(Dataset entries)
=== Begin Enclosure ===
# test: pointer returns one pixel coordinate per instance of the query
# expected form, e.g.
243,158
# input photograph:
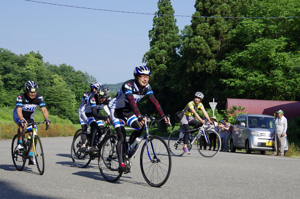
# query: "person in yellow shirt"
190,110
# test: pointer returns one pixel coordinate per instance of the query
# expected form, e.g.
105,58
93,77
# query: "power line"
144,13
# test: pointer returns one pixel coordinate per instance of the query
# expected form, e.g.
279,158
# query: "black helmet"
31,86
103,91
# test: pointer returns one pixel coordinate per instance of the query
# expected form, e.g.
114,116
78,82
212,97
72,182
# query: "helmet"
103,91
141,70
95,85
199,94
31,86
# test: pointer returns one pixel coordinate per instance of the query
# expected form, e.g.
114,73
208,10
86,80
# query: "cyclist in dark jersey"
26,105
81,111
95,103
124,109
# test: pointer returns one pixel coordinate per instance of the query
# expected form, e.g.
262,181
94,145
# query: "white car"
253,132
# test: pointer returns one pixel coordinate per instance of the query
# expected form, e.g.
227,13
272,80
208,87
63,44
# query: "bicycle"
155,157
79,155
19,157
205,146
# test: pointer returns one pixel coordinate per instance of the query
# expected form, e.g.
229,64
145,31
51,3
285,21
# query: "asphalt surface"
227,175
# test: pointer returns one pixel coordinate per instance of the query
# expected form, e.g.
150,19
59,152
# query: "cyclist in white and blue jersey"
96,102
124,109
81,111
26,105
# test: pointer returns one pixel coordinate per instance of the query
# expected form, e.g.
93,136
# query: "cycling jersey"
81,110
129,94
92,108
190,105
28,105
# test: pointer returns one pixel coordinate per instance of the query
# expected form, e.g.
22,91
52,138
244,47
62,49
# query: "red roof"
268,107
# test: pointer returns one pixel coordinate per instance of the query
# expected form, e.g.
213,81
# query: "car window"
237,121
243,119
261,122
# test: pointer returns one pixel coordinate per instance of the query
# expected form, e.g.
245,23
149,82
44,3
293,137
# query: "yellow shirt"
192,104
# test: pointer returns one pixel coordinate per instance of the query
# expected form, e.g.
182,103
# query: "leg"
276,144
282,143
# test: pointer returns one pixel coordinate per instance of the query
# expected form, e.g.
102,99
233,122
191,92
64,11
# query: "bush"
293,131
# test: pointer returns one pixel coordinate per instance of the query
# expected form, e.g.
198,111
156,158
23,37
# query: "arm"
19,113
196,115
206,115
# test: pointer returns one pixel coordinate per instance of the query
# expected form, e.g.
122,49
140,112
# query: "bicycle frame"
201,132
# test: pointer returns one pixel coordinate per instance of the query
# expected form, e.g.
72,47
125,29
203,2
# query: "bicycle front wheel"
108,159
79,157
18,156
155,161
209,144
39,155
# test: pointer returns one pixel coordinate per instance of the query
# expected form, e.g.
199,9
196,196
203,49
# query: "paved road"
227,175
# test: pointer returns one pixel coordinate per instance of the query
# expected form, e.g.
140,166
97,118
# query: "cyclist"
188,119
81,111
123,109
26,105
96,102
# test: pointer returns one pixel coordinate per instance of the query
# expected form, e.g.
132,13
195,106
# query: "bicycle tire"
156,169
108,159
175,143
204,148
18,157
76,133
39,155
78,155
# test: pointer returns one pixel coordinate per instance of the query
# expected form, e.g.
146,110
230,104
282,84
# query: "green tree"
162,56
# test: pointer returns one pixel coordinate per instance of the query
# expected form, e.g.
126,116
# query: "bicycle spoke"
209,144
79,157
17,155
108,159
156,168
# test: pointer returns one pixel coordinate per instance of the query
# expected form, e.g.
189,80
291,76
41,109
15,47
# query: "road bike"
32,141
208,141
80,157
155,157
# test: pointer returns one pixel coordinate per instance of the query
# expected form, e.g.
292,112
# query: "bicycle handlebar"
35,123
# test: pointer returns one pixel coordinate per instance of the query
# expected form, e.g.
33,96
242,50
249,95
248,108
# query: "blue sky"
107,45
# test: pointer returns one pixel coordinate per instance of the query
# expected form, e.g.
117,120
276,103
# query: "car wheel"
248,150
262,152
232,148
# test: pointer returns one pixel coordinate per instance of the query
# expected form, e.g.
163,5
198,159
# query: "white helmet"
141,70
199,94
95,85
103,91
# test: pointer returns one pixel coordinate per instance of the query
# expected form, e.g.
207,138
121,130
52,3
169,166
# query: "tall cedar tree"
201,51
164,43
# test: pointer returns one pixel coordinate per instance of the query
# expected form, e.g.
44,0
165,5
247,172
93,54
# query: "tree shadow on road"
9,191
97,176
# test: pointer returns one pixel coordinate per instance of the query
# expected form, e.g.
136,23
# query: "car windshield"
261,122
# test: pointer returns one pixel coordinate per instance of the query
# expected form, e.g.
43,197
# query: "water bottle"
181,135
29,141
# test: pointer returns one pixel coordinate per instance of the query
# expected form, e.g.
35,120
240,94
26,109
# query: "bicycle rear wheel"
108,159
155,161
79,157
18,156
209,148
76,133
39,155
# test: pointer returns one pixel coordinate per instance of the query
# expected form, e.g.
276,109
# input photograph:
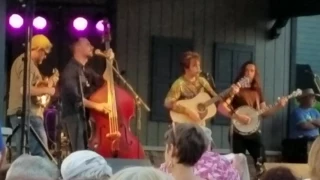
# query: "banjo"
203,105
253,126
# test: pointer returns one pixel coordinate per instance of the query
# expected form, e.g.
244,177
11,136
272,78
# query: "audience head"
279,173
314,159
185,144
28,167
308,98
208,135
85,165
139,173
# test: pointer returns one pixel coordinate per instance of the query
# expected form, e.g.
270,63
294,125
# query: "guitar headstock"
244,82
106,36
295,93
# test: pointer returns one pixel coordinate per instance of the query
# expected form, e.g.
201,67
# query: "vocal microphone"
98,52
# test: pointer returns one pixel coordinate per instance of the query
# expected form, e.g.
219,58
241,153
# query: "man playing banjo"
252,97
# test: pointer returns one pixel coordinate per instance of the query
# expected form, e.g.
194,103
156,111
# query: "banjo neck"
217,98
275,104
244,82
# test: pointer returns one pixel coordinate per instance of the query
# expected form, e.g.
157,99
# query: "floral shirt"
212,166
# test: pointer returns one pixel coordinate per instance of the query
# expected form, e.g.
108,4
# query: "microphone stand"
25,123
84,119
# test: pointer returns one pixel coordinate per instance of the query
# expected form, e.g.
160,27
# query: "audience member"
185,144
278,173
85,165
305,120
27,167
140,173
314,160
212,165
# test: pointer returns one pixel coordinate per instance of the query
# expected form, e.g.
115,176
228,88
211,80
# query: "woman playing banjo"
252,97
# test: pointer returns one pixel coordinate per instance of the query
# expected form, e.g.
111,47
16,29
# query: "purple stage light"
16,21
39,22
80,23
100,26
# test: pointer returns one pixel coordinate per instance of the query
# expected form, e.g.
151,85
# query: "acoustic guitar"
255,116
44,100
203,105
=== End Enclosure ===
§ WHAT YOU NEED TO DO:
The answer must match the entries above line for line, with the pictures dropped.

§ RESPONSE AREA:
# test: pointer returns one pixel coordinate per instance of the query
# expected form, e.g.
243,158
# input photograph:
# query: "person in yellow shirt"
190,110
# test: pointer returns one pixel coordinate per instance of the query
# expected form, e.g.
105,58
93,77
# query: "power line"
144,13
# test: pointer returns one pixel coordinate per instance of the query
# expected form, e.g.
279,158
# query: "black helmet"
31,86
103,91
# test: pointer returns one pixel coordinate per instance of the query
# expected form, e.g.
114,116
78,82
212,97
72,182
# query: "helmet"
103,91
141,70
95,85
199,94
31,86
# test: pointer returns one pixel coordinate per instance of the query
# expected form, e.g.
114,73
208,10
86,80
# query: "cyclist in dark jersey"
26,105
81,111
95,103
124,109
# test: pointer returns one pixel coordinate per instance of the query
# expected form, e.g.
262,181
94,145
# query: "white car"
253,132
# test: pointer returns one pixel coordinate per instance of the query
# expected form, e.g.
227,13
272,80
208,87
63,44
# query: "bicycle"
155,157
79,155
19,157
205,146
# test: pointer returns one pixel coordinate per instance of the query
# expected form, e.g.
229,64
145,31
51,3
285,21
# query: "asphalt surface"
227,175
# test: pointer returns one pixel coordinate per instance of the query
# expected form, e.g.
150,19
59,152
# query: "cyclist in white and blue jersey"
96,102
124,109
81,111
26,105
# test: pointer returns one pixel coordinate per instance of the query
# expected form, e.g.
93,136
# query: "cycling jersey"
81,110
129,94
92,108
190,105
28,105
# test: pointer returns one pixel coordinate per instance of the query
# expected form, e.g.
22,91
52,138
244,47
62,49
# query: "red roof"
268,107
# test: pointer returns one pixel coordinate per instance of the query
# expected form, e.g.
213,81
# query: "car window"
237,121
243,119
261,122
# test: pointer returns one pixel coordinate per instance of the query
# expected form, e.g.
245,23
149,82
44,3
293,137
# query: "yellow shirt"
192,104
# test: pointer returns one pixel coordinate per instance of the query
# expected form, e.g.
182,103
# query: "leg"
276,144
282,143
# test: pointer returns one pixel coordinate per instance of the query
# expected form, e.g.
102,99
233,122
191,92
64,11
# query: "bush"
293,131
# test: pointer returns one pixel coordinate per instance of the query
# expected form, e.g.
198,111
156,158
23,37
# query: "arm"
19,113
196,115
206,115
# test: pointer returns one pixel coordinate per instance of the query
# expected form, e.g.
122,49
140,112
# query: "bicycle frame"
201,132
# test: pointer returns one pixel coordinate per instance of the query
# expected form, e.g.
72,47
125,29
203,2
# query: "bicycle front wheel"
108,159
79,157
18,156
155,161
209,144
39,155
# test: pointer returns one pixel coordinate per instance of the query
# expected form, e.g.
199,9
196,196
203,49
# query: "paved road"
227,175
# test: pointer returns one pixel coordinate per instance of the query
# expected form, e.g.
140,166
97,118
# query: "cyclist"
188,119
81,111
123,109
26,105
96,102
# test: pointer returns one pixel coordinate per instance of the query
# expected form, e.g.
132,13
195,106
# query: "bicycle tire"
156,169
108,159
175,143
204,148
18,157
76,133
39,155
78,155
# test: pointer returns one pixel coordinate per instance of the query
# expected form, e.g.
146,110
230,104
282,84
# query: "green tree"
162,56
# test: pointer returns one pixel coordinate per instance of the query
# expected form, e.g.
126,116
# query: "bicycle spoke"
209,144
79,157
17,155
108,159
156,168
# test: pointer returns one pixel coordinate per instance of the query
# expected form, e.g.
189,80
291,76
41,109
15,47
# query: "road bike"
32,141
208,141
80,157
155,157
# test: pointer returns one pixel coordinate per instance of the query
# expected form, e.g.
292,112
# query: "bicycle handlebar"
35,123
# test: pointer returns one pixel coordinate per instance of the query
# expected form, e.g.
33,96
242,50
249,95
248,108
# query: "blue sky"
107,45
# test: pointer returns one pixel coordinate per instance of the query
# expected form, e.g.
117,120
276,103
# query: "car wheel"
248,150
262,152
232,148
# test: pointer returns one pixel coordinate per instance of the query
# expected form, e.g.
163,5
198,159
# query: "white helmet"
141,70
199,94
95,85
103,91
# test: pointer returns one pixel coordinate per instance of the query
# expected form, e.g.
207,138
121,130
52,3
169,166
# query: "tall cedar tree"
201,51
164,43
# test: pointer returns one pixel coordinate per instance of the query
# expected form, e.g.
44,0
165,5
247,172
93,54
# query: "tree shadow on road"
9,191
97,176
# test: pointer returns one pixel coordinate per instance of the query
# expected form, e.g.
136,23
# query: "car windshield"
261,122
# test: pointer returns one pixel coordinate per instance of the query
# expected form, e.g.
43,197
# query: "water bottle"
181,135
29,141
# test: pointer returns one pixel coordinate per instance of the query
# expected form, e.g.
35,120
240,94
26,109
# query: "bicycle rear wheel"
108,159
155,161
79,157
18,156
209,148
76,133
39,155
# test: pointer returns one pixel coordinate per instance of the query
# expected form, e.g.
276,109
# input photograph:
# query: "banjo"
203,105
253,126
# test: pointer returns one pixel coordinate per instance of the query
# expected form, e.g.
244,177
11,136
272,78
# query: "audience head"
279,173
314,159
185,144
28,167
308,98
208,135
85,165
139,173
# test: pointer returns one pixel coordinate per instance of the query
# expected form, e.g.
270,63
294,125
# query: "guitar headstock"
244,82
106,36
295,93
# test: pointer returns one pixel coordinate per instance of the query
# expected form, e.g.
201,67
# query: "vocal microphone"
98,52
# test: pointer returns one pixel coordinate per instance of the query
# expected form, e.g.
219,58
241,153
# query: "man playing banjo"
252,97
# test: pointer returns one pixel coordinate per instance of the query
# expected form, e.g.
194,103
156,111
# query: "banjo neck"
217,98
275,104
244,82
# test: pointer returns one pixel coordinate per instance of the query
# expected form, e.g.
157,99
# query: "floral shirt"
212,166
# test: pointer returns one pixel coordinate per instance of the query
# expected form, e.g.
108,4
# query: "microphone stand"
25,123
84,119
# test: pointer returns one pixel coordinate per instance of the query
# expected form, e.g.
160,27
# query: "audience member"
185,144
278,173
85,165
305,120
27,167
140,173
314,160
212,165
# test: pointer returns one pixel coordinate per instance of the query
# expected form, e.g.
115,176
228,88
211,80
# query: "woman playing banjo"
252,97
# test: pointer returns one pixel coordinate per instance of the query
# expected form, e.g.
111,47
16,29
# query: "purple stage light"
16,21
39,22
80,23
100,26
# test: pointer returns one pixel coordinate per instance of the query
# expected form, e.g.
151,85
# query: "acoustic guitar"
255,116
44,100
203,105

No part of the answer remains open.